Image point grounding data
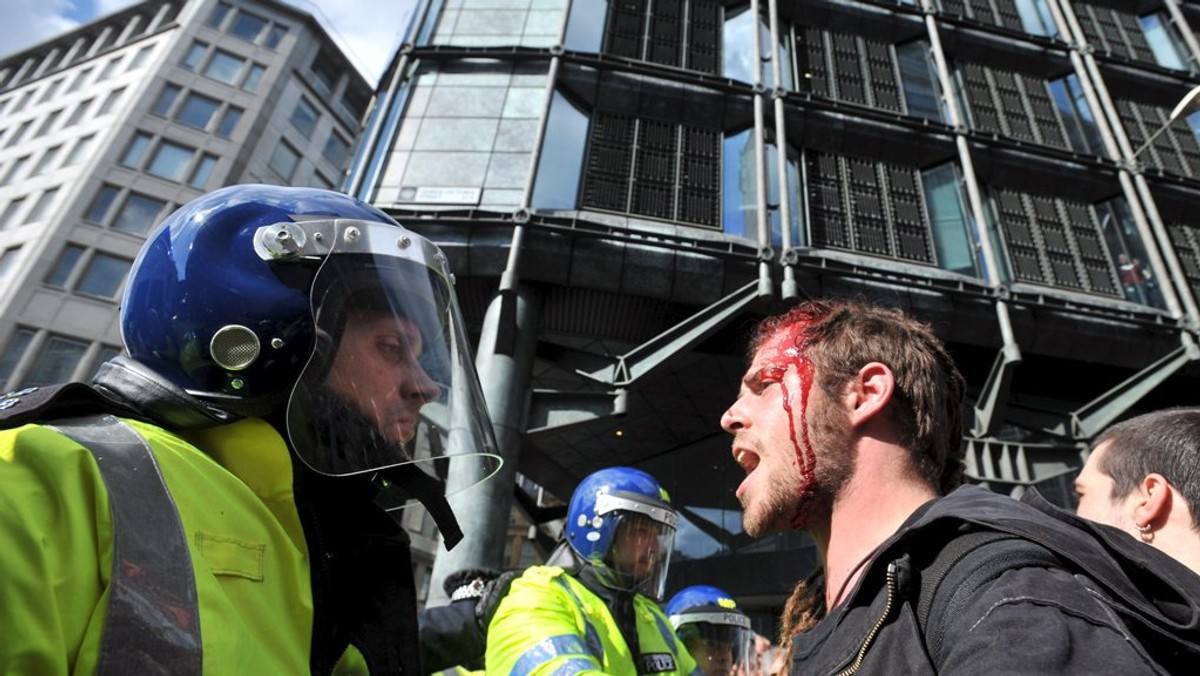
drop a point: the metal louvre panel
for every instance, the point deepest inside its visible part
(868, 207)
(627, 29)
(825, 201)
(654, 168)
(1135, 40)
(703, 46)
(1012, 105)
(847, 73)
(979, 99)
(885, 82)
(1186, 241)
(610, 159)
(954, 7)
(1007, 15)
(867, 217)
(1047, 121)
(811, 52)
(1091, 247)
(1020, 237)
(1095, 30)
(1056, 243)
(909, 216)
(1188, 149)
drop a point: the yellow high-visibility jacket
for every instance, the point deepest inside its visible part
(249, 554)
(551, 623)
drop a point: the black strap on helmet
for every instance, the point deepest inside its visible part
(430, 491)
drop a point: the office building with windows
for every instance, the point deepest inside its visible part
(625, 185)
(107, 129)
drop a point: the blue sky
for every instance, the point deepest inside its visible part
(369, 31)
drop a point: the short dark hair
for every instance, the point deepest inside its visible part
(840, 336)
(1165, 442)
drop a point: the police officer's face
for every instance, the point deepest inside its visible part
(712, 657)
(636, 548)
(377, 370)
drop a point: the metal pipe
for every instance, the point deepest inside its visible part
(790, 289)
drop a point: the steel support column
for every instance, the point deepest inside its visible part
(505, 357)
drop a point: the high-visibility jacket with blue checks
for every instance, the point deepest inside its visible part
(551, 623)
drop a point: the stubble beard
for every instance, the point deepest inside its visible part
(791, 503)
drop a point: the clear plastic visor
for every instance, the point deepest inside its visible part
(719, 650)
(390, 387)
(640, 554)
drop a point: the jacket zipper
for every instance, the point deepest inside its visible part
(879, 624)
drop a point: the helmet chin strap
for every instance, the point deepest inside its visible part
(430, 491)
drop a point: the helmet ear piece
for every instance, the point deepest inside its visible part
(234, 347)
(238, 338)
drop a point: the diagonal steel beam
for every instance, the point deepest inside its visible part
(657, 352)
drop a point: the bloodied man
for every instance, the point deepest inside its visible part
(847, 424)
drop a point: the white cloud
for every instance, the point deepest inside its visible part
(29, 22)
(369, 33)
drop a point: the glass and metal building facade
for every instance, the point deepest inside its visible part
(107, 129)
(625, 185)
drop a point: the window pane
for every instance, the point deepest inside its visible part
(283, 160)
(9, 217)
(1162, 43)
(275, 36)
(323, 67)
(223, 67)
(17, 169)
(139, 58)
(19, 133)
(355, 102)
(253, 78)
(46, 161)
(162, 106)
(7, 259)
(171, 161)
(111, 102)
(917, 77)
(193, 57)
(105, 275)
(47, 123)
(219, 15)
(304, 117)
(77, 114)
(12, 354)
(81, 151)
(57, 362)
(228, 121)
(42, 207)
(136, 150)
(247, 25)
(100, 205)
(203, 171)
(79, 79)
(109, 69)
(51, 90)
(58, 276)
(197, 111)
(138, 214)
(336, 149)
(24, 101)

The problem =
What lines above mention "with"? Copy each one.

Answer space =
drop a point: the office building with windows
drop a point: the high-visibility jacket with blue checks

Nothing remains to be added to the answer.